### Records provided

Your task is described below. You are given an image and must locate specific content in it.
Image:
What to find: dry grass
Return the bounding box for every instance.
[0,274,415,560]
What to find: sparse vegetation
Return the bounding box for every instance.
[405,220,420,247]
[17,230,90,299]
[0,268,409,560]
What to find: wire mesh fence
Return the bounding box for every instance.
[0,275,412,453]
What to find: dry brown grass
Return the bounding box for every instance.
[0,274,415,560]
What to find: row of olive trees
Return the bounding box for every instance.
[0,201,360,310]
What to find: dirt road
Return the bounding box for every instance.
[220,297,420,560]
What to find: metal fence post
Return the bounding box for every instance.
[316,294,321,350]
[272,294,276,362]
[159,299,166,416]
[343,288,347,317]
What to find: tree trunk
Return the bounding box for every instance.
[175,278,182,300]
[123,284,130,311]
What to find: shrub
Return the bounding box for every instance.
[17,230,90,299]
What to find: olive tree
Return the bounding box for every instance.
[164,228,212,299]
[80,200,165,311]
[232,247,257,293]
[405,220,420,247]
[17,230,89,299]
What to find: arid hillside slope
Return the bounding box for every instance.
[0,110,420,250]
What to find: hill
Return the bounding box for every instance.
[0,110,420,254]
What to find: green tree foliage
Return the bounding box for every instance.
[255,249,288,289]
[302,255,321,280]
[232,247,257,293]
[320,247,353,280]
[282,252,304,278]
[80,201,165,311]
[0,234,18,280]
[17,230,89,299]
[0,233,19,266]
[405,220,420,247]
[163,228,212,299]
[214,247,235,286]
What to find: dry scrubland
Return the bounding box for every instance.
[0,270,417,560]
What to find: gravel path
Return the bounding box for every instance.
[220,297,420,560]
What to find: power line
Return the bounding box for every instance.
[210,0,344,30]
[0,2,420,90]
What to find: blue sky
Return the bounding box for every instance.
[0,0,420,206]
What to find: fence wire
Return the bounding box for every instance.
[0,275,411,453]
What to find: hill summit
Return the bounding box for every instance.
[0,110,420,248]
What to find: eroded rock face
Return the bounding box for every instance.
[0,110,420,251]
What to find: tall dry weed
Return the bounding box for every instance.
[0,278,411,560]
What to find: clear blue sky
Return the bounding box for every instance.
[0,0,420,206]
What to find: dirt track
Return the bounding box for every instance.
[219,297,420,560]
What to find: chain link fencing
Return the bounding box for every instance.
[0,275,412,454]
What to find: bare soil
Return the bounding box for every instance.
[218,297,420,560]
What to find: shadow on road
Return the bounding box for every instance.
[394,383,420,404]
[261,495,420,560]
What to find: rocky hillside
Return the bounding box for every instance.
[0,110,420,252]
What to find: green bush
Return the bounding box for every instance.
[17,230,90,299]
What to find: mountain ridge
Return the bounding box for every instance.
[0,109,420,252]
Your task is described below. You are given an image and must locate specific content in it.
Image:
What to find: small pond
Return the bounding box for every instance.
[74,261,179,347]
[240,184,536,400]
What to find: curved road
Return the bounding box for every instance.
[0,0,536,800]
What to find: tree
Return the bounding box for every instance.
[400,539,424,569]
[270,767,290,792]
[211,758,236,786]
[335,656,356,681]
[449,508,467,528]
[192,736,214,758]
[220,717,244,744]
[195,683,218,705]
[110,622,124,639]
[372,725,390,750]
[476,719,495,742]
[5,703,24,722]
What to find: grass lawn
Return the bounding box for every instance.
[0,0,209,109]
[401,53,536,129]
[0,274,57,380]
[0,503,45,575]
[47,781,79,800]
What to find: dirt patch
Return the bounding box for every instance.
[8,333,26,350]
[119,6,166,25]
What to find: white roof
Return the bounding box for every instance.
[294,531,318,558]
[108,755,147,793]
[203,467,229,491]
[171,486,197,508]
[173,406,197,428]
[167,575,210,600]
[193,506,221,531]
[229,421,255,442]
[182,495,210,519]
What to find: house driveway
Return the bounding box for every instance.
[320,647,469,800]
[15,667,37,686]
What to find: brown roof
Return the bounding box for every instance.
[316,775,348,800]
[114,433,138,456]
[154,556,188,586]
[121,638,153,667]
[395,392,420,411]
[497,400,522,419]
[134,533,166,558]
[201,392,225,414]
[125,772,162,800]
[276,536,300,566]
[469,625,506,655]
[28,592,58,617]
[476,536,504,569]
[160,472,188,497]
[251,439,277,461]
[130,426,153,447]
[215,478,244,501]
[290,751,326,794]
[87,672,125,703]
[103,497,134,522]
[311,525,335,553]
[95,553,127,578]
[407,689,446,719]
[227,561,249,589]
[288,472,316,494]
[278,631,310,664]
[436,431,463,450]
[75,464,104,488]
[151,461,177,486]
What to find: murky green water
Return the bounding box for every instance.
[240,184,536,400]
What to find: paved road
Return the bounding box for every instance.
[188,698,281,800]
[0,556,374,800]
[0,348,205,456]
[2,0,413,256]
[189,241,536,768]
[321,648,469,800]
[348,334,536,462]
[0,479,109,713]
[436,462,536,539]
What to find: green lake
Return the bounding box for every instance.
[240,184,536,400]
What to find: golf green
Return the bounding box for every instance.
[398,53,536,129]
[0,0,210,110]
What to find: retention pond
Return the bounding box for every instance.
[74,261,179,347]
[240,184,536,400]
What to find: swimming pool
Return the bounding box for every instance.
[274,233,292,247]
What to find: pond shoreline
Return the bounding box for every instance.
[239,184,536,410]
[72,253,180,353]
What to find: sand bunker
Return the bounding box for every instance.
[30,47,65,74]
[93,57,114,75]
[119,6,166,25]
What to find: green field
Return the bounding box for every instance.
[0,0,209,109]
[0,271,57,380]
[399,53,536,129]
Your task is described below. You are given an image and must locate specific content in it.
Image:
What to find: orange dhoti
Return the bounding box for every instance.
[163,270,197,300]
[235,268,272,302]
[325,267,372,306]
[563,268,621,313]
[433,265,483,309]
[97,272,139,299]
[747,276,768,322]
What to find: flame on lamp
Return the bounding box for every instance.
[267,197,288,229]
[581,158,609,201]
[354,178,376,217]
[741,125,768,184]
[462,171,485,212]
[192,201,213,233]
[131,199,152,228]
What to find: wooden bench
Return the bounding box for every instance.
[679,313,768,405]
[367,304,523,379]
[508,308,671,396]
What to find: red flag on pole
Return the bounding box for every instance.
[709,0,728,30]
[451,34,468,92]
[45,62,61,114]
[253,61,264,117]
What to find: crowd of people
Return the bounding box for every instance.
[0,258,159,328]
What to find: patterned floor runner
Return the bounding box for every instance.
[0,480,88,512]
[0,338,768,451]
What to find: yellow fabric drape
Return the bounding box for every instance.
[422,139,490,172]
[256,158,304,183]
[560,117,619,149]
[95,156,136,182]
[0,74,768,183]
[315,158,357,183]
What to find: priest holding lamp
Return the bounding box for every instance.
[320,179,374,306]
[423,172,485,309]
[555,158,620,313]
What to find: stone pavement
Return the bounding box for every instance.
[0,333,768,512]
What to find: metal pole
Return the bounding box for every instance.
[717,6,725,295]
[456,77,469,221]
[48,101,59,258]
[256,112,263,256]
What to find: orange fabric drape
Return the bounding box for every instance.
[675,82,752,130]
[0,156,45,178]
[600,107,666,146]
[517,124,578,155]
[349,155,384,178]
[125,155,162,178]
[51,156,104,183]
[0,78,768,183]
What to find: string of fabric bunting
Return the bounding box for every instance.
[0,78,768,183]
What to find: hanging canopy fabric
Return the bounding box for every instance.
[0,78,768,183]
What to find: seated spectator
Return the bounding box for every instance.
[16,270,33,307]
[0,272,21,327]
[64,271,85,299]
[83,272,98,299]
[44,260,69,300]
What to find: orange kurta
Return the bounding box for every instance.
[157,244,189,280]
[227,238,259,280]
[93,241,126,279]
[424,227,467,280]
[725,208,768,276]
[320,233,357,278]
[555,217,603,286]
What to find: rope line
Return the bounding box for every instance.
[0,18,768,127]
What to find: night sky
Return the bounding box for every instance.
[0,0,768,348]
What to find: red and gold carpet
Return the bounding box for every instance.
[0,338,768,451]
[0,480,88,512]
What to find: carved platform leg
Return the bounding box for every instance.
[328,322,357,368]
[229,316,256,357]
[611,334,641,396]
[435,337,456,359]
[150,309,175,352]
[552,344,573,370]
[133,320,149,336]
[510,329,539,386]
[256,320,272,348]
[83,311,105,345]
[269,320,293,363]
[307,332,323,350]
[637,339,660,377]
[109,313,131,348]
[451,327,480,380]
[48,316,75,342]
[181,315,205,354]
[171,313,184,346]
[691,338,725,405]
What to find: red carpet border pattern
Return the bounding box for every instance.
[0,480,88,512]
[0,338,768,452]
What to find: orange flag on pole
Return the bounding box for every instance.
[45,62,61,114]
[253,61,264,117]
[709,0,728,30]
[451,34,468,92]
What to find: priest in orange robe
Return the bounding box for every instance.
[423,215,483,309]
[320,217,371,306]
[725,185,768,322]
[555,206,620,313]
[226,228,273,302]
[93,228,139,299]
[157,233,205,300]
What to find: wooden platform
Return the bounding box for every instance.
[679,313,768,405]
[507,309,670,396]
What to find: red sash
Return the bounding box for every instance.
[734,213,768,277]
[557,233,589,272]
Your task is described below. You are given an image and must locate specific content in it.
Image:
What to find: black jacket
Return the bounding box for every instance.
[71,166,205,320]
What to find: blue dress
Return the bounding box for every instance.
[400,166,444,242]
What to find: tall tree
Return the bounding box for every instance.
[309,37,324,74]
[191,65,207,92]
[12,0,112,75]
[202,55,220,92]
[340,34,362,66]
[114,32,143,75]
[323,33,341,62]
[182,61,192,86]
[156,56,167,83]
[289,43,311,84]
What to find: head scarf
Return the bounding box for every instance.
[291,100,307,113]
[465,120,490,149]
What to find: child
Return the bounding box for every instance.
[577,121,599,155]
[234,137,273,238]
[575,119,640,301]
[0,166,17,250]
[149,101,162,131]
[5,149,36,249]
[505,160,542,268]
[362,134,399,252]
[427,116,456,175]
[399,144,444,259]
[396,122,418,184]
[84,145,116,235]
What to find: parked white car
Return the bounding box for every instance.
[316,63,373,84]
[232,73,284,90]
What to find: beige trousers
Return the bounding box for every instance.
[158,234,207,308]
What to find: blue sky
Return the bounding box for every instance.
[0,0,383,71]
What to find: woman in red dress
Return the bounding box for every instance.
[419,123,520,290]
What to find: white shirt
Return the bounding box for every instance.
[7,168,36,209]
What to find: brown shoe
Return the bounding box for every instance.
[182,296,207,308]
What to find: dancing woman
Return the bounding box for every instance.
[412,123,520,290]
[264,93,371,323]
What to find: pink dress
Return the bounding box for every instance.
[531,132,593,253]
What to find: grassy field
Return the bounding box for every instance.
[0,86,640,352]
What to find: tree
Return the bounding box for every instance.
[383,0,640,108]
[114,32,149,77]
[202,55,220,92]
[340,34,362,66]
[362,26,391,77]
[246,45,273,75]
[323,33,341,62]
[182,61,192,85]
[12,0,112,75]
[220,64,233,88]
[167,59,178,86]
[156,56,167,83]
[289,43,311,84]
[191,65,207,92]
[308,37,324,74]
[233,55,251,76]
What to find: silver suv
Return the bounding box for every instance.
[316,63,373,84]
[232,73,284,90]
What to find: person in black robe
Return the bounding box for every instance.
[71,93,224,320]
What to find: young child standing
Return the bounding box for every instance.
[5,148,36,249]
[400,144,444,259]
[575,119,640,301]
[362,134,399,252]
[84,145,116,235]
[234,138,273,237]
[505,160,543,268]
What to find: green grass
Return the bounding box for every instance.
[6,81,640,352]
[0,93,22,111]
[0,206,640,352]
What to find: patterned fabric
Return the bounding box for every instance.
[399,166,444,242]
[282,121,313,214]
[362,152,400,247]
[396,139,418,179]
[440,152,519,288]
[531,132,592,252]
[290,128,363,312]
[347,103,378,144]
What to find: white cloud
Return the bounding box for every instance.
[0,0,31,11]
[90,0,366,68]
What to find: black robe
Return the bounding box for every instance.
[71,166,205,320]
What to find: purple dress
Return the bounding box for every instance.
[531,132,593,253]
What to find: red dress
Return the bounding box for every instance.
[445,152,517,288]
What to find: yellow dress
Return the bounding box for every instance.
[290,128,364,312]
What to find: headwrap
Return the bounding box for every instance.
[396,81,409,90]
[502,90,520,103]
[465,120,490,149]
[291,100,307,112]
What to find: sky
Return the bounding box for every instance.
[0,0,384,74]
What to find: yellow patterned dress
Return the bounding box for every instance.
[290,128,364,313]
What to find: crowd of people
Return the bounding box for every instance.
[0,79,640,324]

######

### Objective
Present the items, starting with the line containing "What to find: power line" and continuing through the line containing "[0,109,420,252]", as a Markdown table with the columns Row and Line. Number each row in the Row column, place the line in the Line column, and omit blank lines.

### Problem solution
| Row | Line |
|---|---|
| 1 | What to find: power line |
| 2 | Return the bounding box for every instance. |
| 3 | [210,0,344,30] |
| 4 | [0,2,420,90] |
| 5 | What to find: blue sky |
| 6 | Return the bounding box for every instance. |
| 7 | [0,0,420,206] |
| 8 | What to find: fence wire |
| 9 | Return the bounding box for every instance. |
| 10 | [0,275,411,453] |
| 11 | What to find: hill summit |
| 12 | Return the bounding box for every instance. |
| 13 | [0,110,420,248] |
| 14 | What to find: eroded rock face |
| 15 | Return the bounding box for every instance. |
| 16 | [0,110,420,251] |
| 17 | What to find: tall dry weed |
| 18 | Return the bounding box for every instance. |
| 19 | [0,278,411,560] |
| 20 | What to find: clear blue sky |
| 21 | Return the bounding box for every instance. |
| 22 | [0,0,420,206] |
| 23 | What to find: dirt track |
| 24 | Return the bounding box for every instance. |
| 25 | [219,297,420,560] |
| 26 | What to find: chain link fencing |
| 27 | Return the bounding box for every instance. |
| 28 | [0,275,412,454] |
| 29 | What to find: bare soil |
| 30 | Return the bounding box for every instance. |
| 31 | [218,297,420,560] |
| 32 | What to find: shadow on road |
| 33 | Return the bounding box for every instance. |
| 34 | [394,383,420,404] |
| 35 | [261,495,420,560] |
| 36 | What to find: rocky hillside |
| 37 | Return the bounding box for every instance. |
| 38 | [0,110,420,252] |
| 39 | What to find: green bush |
| 40 | Return the bounding box for every instance. |
| 41 | [17,230,90,299] |
| 42 | What to find: mountain ridge |
| 43 | Return the bounding box for every instance. |
| 44 | [0,109,420,252] |